◆ Actions à mener
A) Dans le texte sur La lionne, pourquoi Karen Christentze Dinesen est-elle appelée Tanne ?
B) Comment traduire en anglais cette phrase du texte sur La lionne : « Elle travaille d’abord dans l’animation avant de devenir autrice pour la jeunesse puis autrice de bandes dessinées. » ?
C) Poursuivez le texte sur La lionne après sa dernière phrase.

◆ Texte à lire
————————

La lionne d’Anne-Caroline Pandolfo et Terkel Risbjerg

La lionne : un portrait de Karen Blixen d’Anne-Caroline Pandolfo et Terkel Risbjerg.

Sarbacane, octobre 2015, 200 pages, 24,50 €, ISBN 978-2-84865-829-2.

Genres : bande dessinée franco-danoise, biographie, Histoire.

Anne-Caroline Pandolfo naît le 7 juin 1970. Elle étudie les lettres modernes puis les arts décoratifs à Strasbourg. Elle travaille d’abord dans l’animation avant de devenir autrice pour la jeunesse puis autrice de bandes dessinées. Plus d’infos sur son site officiel.

Terkel Risbjerg naît le 5 décembre 1974 à Copenhague (Danemark). Il est dessinateur. Il rencontre Anne-Caroline Pandolfo en 2000 à Paris où il travaille dans l’animation, une collaboration naît entre eux et leur première bande dessinée, Mine une vie de chat, paraît en 2012. Suivront d’autres titres au fil des années dont La lionne.

Printemps 1885. Karen Christentze Dinesen naît, de son « petit nom affectueux : Tanne » (p. 7).

————————

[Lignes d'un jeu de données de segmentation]
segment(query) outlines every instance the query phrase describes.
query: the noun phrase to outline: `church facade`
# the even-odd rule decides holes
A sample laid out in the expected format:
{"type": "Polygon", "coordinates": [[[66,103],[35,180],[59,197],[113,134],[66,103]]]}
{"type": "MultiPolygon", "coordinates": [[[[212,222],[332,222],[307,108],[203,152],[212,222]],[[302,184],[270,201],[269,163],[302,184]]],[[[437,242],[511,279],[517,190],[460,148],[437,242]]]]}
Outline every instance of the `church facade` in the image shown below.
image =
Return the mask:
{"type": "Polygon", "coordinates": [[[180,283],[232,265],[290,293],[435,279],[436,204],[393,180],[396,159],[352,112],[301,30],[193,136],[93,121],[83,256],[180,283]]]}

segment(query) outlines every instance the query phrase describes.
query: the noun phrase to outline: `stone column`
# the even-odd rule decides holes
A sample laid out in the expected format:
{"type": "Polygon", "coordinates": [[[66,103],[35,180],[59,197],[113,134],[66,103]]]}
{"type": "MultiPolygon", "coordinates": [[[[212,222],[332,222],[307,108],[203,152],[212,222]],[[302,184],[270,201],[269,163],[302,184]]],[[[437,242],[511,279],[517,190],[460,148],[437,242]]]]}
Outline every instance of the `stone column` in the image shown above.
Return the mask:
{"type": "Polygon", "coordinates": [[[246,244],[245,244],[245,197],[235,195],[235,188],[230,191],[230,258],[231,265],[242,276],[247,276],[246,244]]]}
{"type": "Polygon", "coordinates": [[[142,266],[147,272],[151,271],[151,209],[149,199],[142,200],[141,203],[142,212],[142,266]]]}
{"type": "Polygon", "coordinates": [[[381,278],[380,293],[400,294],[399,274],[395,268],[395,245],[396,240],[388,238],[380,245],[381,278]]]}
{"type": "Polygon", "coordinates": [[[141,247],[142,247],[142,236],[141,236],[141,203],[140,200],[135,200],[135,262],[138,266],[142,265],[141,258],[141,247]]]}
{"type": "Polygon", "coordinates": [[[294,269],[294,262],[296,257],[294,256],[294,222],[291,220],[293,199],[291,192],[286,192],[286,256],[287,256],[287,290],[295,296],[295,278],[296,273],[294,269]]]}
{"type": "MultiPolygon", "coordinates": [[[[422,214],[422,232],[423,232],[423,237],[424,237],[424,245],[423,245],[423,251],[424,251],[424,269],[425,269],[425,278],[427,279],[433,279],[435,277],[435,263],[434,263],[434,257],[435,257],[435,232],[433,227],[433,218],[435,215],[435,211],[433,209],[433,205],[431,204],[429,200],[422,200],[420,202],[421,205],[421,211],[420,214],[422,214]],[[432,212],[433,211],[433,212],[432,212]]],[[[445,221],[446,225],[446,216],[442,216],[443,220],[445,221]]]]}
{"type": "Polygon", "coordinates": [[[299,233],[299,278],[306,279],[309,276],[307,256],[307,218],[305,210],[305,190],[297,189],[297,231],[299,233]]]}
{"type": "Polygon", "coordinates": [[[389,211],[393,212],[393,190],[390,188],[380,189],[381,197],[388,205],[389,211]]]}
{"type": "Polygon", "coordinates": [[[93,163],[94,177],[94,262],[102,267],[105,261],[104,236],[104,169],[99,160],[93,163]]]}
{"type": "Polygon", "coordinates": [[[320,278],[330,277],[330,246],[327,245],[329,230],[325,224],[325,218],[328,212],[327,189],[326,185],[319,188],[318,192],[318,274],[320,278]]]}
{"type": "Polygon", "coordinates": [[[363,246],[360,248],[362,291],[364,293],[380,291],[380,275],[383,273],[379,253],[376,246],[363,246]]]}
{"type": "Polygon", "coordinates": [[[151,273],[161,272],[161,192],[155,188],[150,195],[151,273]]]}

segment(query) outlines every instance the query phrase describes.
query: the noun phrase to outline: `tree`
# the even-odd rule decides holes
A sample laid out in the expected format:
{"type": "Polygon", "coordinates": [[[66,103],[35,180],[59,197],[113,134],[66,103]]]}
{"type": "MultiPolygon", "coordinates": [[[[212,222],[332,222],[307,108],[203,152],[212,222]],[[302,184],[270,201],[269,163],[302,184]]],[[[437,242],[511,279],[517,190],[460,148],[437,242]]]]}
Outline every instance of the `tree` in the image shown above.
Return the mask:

————————

◆ Les réponses
A) Tanne est son « petit nom affectueux ». Le texte le mentionne au moment de sa naissance, au printemps 1885.

B) She first works in animation before becoming a children's author and then a comic book author.

C)
« Autour de son berceau étaient rassemblées 7 fées remarquables. Chacune avait le désir de faire don à l’adorable petite, de qualités particulières. » (p. 8).

La première fée est Nietzsche qui offre son livre tout juste paru, Ainsi parlait Zarathoustra, et lui raconte l’histoire de Le chameau, le lion et l’enfant mais il y a aussi un dragon en fait.

La deuxième fée est un lion, la troisième Shéhérazade, la quatrième le diable, la cinquième est William Shakespeare, la sixième un roi africain, et « La septième et dernière fée était la cigogne. Elle avait beaucoup à dire, mais elle n’en eut pas le temps. » (p. 19).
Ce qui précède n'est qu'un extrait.